◆ Study text
┄┄┄┄┄┄┄┄┄┄
Your phone is one of the germiest items in your possession.
Most of us wouldn’t consider our phones to be dirty. We put them in our pockets, leave them on the kitchen counter while we’re cooking, and even use them in bed without flinching. Unfortunately, the opposite is usually the case. Since most of us don’t clean our phones nearly as often as our hands and other items, some estimates suggest that the average smartphone is 10 times dirtier than a toilet seat.
The reason why is simple - your phone collects all the germs that came into contact with your hands at any point throughout the day (and vice versa). And then, you press the phone against your cheek to make a phone call or rub your eyes or nose with the same fingers that were just in contact with the phone.
Doctors have known about the potential danger of phones for a while, and many point out that our mobile devices are an often overlooked source of infection. A number of studies found that an average phone can contain a wide variety of potentially dangerous microbes. A 2020 study from the USA that tested 3,500 phones showed that phones were contaminated with both harmful and benign bacteria.
A similar study from the UK suggests that 92% of the 300 phone swabs they tested were contaminated with dangerous bacteria; 16% of the samples came back positive for E. coli (Escherichia coli), one of the most common causes of foodborne illness. Research from Iran tested the phones of hospital workers and a control group. Phones in both groups carried concerning microorganisms, notably methicillin-resistant Staphylococcus aureus (MRSA), an antibiotic-resistant bacterium that’s very difficult to treat.
According to a statement by Cheryl Power, a University of Melbourne expert in microbiology and immunology, “Even if you've only done a number one, your hands and phone are in the area where fecal bacteria hangs out and may pick some up.” What’s worse is that you can then proceed to spread all those germs to other places in your home, such as the kitchen counter or the dinner table. All this means that using your phone in the bathroom could expose you to foodborne illness and other dangerous infections.
The solution: No, we’re not here to tell you that you must keep your phone out of the bathroom. Of course, that’s a good start, but that will not eliminate the entire problem, even if you’re washing your hands thoroughly with soap after every bathroom trip (which you definitely should). The obvious solution is the soundest one: we should all start cleaning our phones every day.
And by cleaning, we don’t just mean wiping them down with a dry cloth to remove smudges and fingerprints. Disinfection is a must. To do so, you can use specialized antibacterial screen wipes - these will not damage touch screens prevalent in most phones and other electronic devices these days. Using the same antibacterial cleaners you use to clean your home can damage the device.
If you insist on using your smartphone in the bathroom, close the toilet seat before you flush. Fecal particles spread into the air if you keep the seat cover open, and they will land on you, your phone, and any other nearby items in your bathroom, so it’s a good all-around hygiene tip. Lastly, do abstain from using your phone in public toilets, as these have a higher risk of containing dangerous pathogens.
┄┄┄┄┄┄┄┄┄┄
Point localization data:
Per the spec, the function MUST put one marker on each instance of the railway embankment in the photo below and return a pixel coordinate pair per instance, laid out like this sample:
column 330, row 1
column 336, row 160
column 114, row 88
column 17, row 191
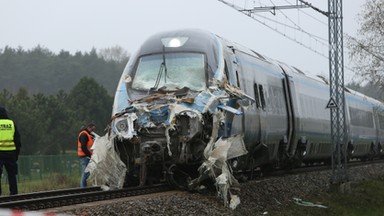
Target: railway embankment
column 259, row 197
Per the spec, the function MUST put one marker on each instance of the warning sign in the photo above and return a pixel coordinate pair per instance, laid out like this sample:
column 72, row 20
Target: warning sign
column 331, row 104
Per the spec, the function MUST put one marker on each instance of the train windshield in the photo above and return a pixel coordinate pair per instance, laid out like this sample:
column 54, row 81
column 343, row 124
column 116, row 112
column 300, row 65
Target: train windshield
column 170, row 71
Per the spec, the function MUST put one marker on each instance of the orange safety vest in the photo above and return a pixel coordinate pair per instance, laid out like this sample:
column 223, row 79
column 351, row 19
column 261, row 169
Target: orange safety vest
column 80, row 152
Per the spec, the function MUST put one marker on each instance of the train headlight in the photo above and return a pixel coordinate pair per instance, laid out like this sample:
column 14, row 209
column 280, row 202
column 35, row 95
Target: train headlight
column 122, row 125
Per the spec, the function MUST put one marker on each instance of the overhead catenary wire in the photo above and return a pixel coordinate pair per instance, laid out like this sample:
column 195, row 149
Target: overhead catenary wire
column 318, row 40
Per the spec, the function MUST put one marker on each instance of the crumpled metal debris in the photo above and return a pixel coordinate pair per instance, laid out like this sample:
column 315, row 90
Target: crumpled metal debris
column 299, row 201
column 105, row 167
column 161, row 109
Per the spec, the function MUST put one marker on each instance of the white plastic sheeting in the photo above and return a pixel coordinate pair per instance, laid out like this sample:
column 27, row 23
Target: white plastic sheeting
column 105, row 167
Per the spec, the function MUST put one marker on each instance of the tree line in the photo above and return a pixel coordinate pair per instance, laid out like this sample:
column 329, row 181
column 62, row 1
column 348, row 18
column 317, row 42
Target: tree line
column 40, row 70
column 51, row 96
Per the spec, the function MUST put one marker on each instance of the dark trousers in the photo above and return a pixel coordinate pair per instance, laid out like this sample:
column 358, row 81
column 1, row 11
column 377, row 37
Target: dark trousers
column 11, row 166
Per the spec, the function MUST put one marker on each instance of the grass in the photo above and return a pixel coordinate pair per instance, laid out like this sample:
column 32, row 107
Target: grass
column 366, row 199
column 51, row 182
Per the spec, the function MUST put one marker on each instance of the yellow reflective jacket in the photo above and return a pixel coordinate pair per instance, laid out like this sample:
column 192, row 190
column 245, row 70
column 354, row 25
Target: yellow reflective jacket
column 7, row 131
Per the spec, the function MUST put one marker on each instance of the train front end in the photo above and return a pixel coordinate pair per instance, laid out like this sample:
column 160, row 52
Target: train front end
column 161, row 122
column 173, row 111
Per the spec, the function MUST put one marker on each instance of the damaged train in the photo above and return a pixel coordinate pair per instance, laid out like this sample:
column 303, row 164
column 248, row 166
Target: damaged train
column 191, row 105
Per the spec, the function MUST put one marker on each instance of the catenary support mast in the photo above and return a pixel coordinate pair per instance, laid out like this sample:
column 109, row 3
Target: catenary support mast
column 336, row 103
column 336, row 78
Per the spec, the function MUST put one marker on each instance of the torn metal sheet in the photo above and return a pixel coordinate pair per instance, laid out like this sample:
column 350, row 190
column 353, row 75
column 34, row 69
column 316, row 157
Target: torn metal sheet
column 181, row 121
column 105, row 167
column 299, row 201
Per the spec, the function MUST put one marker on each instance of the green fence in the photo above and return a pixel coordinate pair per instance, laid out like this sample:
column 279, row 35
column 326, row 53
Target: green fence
column 37, row 167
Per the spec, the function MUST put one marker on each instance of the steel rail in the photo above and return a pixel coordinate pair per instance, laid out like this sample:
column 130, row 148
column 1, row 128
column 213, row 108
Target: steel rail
column 79, row 198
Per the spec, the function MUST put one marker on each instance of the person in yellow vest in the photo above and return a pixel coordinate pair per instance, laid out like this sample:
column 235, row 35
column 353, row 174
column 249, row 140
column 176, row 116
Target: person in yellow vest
column 10, row 145
column 84, row 144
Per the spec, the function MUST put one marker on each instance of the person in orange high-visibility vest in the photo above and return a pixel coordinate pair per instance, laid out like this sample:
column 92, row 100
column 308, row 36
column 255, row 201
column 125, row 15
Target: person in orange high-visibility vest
column 10, row 145
column 84, row 144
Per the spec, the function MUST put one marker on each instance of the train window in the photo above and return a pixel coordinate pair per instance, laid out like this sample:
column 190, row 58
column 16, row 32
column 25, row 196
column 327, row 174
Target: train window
column 381, row 121
column 170, row 71
column 361, row 118
column 262, row 98
column 257, row 97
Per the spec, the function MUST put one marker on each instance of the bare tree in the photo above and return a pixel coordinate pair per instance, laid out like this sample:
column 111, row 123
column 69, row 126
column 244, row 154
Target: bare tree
column 115, row 53
column 367, row 50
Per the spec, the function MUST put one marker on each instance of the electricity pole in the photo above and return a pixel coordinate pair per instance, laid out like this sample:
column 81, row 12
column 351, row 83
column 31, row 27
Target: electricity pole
column 336, row 103
column 336, row 86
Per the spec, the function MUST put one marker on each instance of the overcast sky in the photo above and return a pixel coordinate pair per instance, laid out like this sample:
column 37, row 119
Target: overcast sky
column 80, row 25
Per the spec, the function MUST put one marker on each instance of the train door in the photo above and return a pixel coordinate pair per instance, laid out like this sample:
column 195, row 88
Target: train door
column 234, row 76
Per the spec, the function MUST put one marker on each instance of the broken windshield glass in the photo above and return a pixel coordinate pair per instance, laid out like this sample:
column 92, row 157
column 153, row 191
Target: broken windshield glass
column 183, row 70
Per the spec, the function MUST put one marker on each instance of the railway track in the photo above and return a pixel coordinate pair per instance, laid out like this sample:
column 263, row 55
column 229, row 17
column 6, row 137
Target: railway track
column 52, row 199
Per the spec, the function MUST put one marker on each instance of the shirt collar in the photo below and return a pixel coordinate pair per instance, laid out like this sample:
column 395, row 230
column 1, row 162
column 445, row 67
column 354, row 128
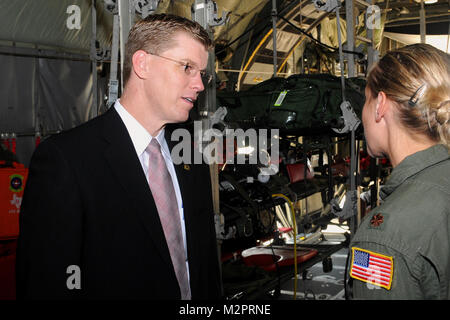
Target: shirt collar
column 412, row 165
column 138, row 134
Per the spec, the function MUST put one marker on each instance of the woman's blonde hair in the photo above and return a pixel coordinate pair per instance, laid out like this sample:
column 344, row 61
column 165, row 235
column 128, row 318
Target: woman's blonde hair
column 417, row 79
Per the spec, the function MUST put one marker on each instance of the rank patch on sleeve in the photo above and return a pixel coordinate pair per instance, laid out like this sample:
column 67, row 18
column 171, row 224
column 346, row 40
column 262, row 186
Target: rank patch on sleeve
column 372, row 267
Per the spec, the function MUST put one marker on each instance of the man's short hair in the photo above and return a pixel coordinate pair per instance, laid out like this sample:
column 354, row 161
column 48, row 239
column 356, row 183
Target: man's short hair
column 155, row 34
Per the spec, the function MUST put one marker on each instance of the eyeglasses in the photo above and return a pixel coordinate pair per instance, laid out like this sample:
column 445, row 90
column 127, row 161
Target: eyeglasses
column 189, row 70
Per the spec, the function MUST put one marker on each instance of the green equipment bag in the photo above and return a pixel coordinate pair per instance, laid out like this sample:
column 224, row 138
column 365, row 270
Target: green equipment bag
column 298, row 104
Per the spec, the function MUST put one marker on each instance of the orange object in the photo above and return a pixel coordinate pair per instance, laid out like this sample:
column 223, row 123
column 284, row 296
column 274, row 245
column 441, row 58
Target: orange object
column 7, row 270
column 12, row 184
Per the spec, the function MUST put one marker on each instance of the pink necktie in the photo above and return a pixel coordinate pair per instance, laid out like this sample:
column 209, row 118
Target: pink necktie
column 163, row 192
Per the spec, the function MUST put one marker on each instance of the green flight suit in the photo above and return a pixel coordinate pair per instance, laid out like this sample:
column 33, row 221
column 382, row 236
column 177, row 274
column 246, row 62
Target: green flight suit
column 411, row 228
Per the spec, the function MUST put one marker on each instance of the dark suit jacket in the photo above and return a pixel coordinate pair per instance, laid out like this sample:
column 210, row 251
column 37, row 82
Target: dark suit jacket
column 87, row 203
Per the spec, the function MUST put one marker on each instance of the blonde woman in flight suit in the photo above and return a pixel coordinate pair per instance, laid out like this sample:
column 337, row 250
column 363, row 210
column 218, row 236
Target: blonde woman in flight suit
column 401, row 250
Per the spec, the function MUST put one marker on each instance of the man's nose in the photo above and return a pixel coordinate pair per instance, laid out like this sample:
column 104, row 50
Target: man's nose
column 197, row 82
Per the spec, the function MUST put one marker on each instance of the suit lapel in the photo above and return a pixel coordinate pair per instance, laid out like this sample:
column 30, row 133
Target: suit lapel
column 125, row 165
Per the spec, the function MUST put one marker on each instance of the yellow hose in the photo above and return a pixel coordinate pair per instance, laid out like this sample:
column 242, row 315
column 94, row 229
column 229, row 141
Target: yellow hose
column 291, row 206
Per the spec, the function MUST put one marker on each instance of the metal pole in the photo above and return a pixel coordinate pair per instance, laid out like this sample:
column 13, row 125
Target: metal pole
column 341, row 55
column 94, row 57
column 349, row 5
column 423, row 30
column 274, row 34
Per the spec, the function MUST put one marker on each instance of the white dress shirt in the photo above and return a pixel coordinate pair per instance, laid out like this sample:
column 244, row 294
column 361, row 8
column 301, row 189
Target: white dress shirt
column 141, row 139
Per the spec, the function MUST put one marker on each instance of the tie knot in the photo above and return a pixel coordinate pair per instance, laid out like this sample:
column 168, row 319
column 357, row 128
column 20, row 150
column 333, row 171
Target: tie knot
column 154, row 146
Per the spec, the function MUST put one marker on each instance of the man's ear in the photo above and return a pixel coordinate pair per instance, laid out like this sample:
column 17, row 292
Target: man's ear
column 381, row 107
column 140, row 63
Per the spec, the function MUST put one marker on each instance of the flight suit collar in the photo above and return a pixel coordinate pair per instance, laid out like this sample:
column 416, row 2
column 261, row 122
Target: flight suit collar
column 412, row 165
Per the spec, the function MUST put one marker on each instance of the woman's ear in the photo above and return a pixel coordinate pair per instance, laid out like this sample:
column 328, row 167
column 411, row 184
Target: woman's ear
column 381, row 106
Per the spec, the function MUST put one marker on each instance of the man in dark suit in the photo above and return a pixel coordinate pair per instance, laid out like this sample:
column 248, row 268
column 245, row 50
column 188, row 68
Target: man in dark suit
column 90, row 225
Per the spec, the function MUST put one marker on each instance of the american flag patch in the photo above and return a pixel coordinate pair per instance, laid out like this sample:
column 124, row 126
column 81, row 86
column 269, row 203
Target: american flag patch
column 372, row 267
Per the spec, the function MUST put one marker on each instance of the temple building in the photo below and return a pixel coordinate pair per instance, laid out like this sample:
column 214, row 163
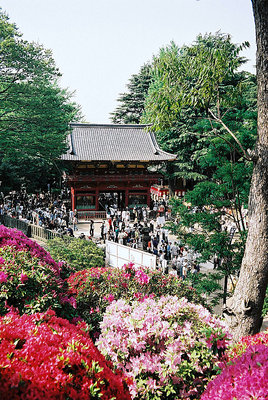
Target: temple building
column 112, row 164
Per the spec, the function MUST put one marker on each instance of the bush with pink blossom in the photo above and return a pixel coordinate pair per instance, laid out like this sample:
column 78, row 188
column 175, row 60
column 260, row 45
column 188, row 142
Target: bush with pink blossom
column 45, row 357
column 30, row 280
column 19, row 241
column 245, row 378
column 168, row 346
column 245, row 375
column 96, row 288
column 29, row 285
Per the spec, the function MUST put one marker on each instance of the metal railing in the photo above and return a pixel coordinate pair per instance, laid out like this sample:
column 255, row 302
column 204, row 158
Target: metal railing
column 15, row 223
column 37, row 232
column 34, row 231
column 86, row 215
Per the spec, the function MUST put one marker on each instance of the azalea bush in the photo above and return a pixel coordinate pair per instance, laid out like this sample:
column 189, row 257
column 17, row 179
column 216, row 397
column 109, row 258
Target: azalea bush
column 168, row 346
column 245, row 375
column 19, row 241
column 45, row 357
column 245, row 378
column 30, row 285
column 239, row 348
column 96, row 288
column 77, row 253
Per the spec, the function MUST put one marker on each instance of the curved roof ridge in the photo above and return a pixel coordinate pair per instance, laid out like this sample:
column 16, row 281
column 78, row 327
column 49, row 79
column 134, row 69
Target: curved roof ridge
column 98, row 142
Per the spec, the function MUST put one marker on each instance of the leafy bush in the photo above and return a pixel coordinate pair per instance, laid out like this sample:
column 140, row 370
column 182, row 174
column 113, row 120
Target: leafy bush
column 245, row 375
column 169, row 347
column 96, row 288
column 19, row 241
column 77, row 253
column 245, row 342
column 44, row 357
column 30, row 285
column 245, row 378
column 30, row 280
column 265, row 305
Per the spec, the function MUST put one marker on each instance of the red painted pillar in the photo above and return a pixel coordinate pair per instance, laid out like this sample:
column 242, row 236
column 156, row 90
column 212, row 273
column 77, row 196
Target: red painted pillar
column 126, row 197
column 73, row 198
column 148, row 198
column 97, row 200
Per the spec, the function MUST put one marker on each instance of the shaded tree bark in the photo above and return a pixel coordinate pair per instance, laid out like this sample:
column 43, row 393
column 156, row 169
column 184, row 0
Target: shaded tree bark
column 244, row 312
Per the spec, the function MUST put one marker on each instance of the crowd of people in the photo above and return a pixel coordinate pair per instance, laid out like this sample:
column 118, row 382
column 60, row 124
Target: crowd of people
column 146, row 230
column 139, row 227
column 44, row 209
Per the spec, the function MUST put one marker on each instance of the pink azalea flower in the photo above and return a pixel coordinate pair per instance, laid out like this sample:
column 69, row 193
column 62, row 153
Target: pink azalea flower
column 3, row 277
column 23, row 277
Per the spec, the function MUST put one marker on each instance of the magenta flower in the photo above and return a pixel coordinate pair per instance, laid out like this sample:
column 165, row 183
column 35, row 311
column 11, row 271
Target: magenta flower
column 23, row 277
column 3, row 277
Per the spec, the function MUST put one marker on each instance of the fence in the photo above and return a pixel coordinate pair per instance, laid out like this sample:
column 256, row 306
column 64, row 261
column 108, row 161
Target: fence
column 34, row 231
column 86, row 215
column 118, row 255
column 15, row 223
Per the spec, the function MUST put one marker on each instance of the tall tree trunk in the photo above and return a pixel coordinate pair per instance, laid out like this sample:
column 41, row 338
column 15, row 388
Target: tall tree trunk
column 244, row 313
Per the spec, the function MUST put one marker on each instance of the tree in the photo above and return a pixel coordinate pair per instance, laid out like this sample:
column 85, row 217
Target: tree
column 204, row 90
column 245, row 311
column 131, row 104
column 34, row 111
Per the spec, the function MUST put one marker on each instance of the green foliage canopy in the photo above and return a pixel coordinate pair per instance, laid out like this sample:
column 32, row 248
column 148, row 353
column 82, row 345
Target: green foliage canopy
column 34, row 111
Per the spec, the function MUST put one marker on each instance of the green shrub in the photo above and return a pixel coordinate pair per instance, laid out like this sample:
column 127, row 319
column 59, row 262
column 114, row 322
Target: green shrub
column 77, row 253
column 96, row 288
column 30, row 285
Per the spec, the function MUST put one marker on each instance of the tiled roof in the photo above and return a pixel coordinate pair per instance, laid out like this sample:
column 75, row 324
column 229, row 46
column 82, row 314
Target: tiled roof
column 88, row 142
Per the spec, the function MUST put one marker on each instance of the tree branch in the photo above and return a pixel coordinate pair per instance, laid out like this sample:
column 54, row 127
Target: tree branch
column 246, row 155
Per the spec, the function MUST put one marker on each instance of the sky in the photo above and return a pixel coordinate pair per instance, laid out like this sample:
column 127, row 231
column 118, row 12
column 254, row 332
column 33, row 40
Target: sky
┄┄┄┄┄┄┄┄┄┄
◆ Task 1
In the text on phone germs, what share of the UK phone swabs came back positive for E. coli?
◆ Task 2
Continue the text on phone germs from its last sentence.
None of these lines are needed.

◆ Answer area 1
16% of the samples.

◆ Answer area 2
Using your phone in the bathroom can increase your risk of hemorrhoids.
Time flies when we’re on our phones. Reading interesting articles, watching videos, and playing games are all very engaging, which can easily make you lose track of time. When you’re in the bathroom, this is the opposite of what you need, as prolonged sitting can actually lead to a hemorrhoids problem.
With excessive sitting and straining, the hemorrhoids veins swell with blood, which could eventually lead to pain or bleeding. According to Dr. Karen Zaghiyan, a colorectal surgeon, “If a bowel movement is not produced after a couple of minutes on the john, don’t force it. Instead, get up and go do something else. When you have the urge to go again, you may return to the toilet.”
The solution: If your phone makes you spend more than 10-15 minutes on the toilet, you could be risking your colorectal health. Of course, leaving your phone outside of the bathroom is the easiest way out, but if you must use it and you know that it distracts you, set an alarm.
The bathroom is not the safest place for your phone.
Of course, the health concerns we mentioned earlier are the primary reasons why we should all keep our phones out of the bathroom. As we’ve mentioned, though, there is a way around these issues without having to sacrifice bathroom screen time. But there’s one more issue that won’t go away no matter what you do.
That issue is your phone’s integrity. Surveys report that around 1 in 5 people have dropped their phones in the toilet at least once. Gross, we know, but that’s not the only issue. Phones and moisture don’t mix well, and even a short plunge into the toilet bowl or sink can ruin your phone or result in a costly repair.
A tiled or concrete floor is another hazard for your device - dropping your phone on these hard surfaces can shatter the touch screen, built-in camera, and other crucial parts. The solution to these issues is simple - leave your phone out of the bathroom. And if you must stay entertained in the bathroom, the good old magazine or newspaper will always be there for you.